+++ Texto extraído +++

Sinais pontuais sugerem que o TikTok pode ter alguma influência nas decisões dos doentes. No vídeo de uma utilizadora sobre a inserção do DIU, por exemplo, dois dos mais de 25 000 comentários dizem: “Vou cancelar a minha consulta” e “Sim, nunca vou fazer isso”. Atualmente, mais de 4000 vídeos na plataforma têm a etiqueta #iudinsertion.

“Muitos dos meus doentes mais jovens na clínica, os da Geração Z, não querem um DIU”, disse Wu. “O acesso que tem à informação no TikTok é muito maior do que a consulta de 15 minutos que tem com o seu médico que vê uma vez por ano. Se estiver no TikTok durante 2 horas, 3 horas por dia, e se vir alguns vídeos sobre o DIU todos os dias, isso irá influenciar a sua tomada de decisão em matéria de cuidados de saúde, não?”

Os médicos podem ser autores

Jennifer Lincoln, médica, é diretora da Providence Portland Medical Center Mother and Baby Postpartum Clinic. Também tem 2,8 milhões de seguidores no TikTok.

Ela diz que resistiu à plataforma o máximo de tempo possível. “A razão pela qual eu finalmente cedi e postei no TikTok foi porque era lá que estava o meu público”, disse Lincoln numa entrevista. “O conteúdo que eu publicava no TikTok estava a ser amplificado tão rapidamente que me apercebi de que era aqui que a mensagem tinha de ser transmitida. E é isso que a Saúde Pública é: ir onde as pessoas estão e aprender como elas consomem conteúdo.”

Lincoln refere-se aos seus vídeos como “a aula de saúde que gostaria de ter tido no liceu”. A obstetrícia-ginecologia cobre uma variedade de tópicos relacionados com a saúde reprodutiva e sexual, desde a explicação de diferentes formas de controlo de natalidade até à menstruação. Desde a decisão do Supremo Tribunal de Justiça de 2022, o seu conteúdo tem-se centrado mais no aborto.

“Num mundo pós-Roe, as pessoas estão a usar o TikTok para ver como podem gerir com segurança o seu próprio aborto com pílulas abortivas”, disse Lincoln. “Quando as pessoas sentem que não podem perguntar aos seus pais ou ao seu médico, elas recorrem ao TikTok. E se virem o meu conteúdo ou o de outros ginecologistas, obstetras, parteiras ou outros prestadores de cuidados de saúde que estejam a publicar bom conteúdo, estão a obter as informações de que necessitam.”

Reconhecer o facto pode facilitar as conversas

Para o bem ou para o mal, o TikTok captou a atenção do público. Lincoln acredita que saber o que os doentes estão a ver pode ajudar a facilitar conversas importantes sobre o tratamento.

“Aos médicos, quero dizer que a grande maioria de vocês nunca vai criar conteúdos no TikTok”, disse ela. “Não há problema nenhum, mas quero que saibam que está disponível e que podem utilizá-lo para iniciar uma conversa com os vossos doentes. É uma ótima maneira de conhecer as pessoas onde elas estão e descobrir com o que estão preocupadas.”

Wu começou a aplicar esta mensagem ao seu próprio quotidiano.

+++ Itens apresentados +++

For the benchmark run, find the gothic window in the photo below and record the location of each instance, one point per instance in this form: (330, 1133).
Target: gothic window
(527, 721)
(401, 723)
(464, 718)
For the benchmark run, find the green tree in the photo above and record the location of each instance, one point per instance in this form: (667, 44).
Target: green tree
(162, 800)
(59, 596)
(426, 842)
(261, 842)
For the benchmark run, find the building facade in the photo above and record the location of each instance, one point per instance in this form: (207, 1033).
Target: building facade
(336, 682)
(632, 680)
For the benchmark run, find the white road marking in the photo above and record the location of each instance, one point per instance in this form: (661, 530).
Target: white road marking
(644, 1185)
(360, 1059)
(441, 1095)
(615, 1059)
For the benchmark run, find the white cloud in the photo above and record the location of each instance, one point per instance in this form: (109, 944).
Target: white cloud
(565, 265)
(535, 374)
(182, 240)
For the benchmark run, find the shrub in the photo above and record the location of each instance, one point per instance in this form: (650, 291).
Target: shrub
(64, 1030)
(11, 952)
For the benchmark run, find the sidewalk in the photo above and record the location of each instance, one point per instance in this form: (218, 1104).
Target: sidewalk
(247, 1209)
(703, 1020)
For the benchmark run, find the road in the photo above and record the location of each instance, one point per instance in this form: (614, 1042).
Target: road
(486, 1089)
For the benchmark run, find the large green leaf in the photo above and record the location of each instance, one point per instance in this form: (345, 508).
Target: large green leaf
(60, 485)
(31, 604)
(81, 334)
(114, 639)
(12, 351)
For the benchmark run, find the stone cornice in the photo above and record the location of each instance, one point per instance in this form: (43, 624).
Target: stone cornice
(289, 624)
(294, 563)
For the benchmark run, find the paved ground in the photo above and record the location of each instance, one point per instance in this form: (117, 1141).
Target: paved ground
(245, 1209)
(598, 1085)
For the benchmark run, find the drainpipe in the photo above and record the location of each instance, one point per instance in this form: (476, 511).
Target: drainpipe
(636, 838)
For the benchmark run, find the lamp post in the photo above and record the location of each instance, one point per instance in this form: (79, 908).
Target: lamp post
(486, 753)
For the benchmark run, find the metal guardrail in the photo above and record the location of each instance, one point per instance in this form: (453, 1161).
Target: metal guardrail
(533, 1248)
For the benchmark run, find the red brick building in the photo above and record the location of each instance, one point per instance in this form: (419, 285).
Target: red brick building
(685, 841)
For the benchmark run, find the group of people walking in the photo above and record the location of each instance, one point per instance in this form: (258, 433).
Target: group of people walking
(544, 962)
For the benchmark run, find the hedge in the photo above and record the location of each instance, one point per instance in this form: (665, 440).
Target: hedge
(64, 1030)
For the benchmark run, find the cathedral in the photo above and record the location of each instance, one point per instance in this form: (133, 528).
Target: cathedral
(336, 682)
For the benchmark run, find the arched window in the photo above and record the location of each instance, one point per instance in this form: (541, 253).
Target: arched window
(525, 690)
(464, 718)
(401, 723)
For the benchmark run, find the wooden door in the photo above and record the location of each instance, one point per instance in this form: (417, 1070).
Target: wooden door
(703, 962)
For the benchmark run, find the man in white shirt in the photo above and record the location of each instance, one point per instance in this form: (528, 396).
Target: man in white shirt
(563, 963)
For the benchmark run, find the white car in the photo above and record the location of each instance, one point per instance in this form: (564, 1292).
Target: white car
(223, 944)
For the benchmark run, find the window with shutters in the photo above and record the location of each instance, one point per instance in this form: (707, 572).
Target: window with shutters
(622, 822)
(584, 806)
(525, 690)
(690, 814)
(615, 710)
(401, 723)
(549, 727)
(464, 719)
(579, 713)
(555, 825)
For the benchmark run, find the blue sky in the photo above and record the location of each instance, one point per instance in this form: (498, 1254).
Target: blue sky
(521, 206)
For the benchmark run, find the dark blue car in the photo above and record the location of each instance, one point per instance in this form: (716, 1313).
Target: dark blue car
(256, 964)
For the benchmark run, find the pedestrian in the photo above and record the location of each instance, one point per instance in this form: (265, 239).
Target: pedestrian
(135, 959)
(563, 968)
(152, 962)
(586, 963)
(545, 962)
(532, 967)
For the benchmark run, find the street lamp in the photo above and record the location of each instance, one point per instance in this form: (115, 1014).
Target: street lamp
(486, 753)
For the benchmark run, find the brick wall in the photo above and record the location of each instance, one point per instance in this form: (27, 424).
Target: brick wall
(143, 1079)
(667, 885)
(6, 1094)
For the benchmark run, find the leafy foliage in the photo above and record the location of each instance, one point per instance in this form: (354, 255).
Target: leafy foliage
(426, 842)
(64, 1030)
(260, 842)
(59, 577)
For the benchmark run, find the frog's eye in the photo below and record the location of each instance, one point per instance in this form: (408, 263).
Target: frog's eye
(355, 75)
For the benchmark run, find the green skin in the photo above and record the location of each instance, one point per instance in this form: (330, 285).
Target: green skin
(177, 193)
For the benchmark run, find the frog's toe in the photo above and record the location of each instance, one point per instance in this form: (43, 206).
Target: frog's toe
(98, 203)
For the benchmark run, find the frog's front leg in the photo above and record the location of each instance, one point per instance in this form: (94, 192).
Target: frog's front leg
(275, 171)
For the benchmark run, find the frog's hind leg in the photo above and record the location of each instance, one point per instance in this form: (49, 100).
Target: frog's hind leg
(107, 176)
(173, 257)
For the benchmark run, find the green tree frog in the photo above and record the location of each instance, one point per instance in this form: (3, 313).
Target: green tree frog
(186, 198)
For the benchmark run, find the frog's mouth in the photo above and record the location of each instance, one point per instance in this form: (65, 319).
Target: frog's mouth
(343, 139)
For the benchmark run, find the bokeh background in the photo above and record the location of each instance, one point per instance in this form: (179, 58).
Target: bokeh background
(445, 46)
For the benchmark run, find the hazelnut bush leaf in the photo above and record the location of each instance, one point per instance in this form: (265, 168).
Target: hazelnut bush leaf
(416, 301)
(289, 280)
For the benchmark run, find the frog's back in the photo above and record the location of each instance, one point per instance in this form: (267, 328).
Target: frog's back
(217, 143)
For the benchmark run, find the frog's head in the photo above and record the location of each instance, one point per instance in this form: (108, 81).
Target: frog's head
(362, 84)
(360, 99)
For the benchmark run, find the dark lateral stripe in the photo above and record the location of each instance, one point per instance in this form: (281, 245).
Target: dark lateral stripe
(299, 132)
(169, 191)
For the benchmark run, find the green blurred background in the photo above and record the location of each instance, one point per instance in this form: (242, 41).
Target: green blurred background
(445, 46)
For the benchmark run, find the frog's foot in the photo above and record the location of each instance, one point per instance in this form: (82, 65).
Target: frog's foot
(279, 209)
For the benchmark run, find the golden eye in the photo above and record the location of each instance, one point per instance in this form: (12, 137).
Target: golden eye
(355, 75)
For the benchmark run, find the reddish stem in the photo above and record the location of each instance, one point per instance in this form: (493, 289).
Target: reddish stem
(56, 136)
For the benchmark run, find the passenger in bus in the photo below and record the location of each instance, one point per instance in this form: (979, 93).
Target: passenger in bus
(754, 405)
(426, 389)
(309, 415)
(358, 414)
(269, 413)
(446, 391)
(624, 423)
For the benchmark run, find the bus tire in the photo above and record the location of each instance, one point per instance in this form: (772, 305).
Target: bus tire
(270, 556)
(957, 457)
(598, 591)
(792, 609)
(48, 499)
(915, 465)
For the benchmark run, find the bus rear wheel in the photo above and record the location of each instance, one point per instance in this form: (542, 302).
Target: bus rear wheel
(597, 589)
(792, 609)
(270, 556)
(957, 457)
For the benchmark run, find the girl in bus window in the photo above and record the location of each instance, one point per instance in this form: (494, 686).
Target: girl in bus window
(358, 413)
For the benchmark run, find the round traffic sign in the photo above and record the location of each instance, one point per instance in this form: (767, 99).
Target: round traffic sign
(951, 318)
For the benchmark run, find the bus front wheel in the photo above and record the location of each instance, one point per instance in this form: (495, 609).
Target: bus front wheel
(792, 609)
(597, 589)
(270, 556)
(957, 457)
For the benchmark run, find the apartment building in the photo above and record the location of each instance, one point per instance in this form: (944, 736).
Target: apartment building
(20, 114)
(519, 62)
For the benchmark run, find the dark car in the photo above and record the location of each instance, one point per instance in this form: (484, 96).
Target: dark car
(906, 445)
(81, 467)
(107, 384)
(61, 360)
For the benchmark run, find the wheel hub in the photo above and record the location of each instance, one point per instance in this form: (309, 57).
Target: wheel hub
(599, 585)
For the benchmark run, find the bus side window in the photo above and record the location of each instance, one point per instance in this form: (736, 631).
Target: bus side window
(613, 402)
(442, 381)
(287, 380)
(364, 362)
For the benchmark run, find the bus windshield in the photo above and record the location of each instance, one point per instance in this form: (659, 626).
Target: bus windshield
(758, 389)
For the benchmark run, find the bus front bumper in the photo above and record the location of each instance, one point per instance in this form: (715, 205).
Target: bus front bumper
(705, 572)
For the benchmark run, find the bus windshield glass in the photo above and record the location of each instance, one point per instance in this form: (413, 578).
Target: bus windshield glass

+++

• _O que produzir_: Reproduza do texto extraído, sem alterações, o trecho que começa em "Jennifer Lincoln, médica, é" e vai até "seguidores no TikTok.", inclusive.

• _Resposta ao exercício_:
Jennifer Lincoln, médica, é diretora da Providence Portland Medical Center Mother and Baby Postpartum Clinic. Também tem 2,8 milhões de seguidores no TikTok.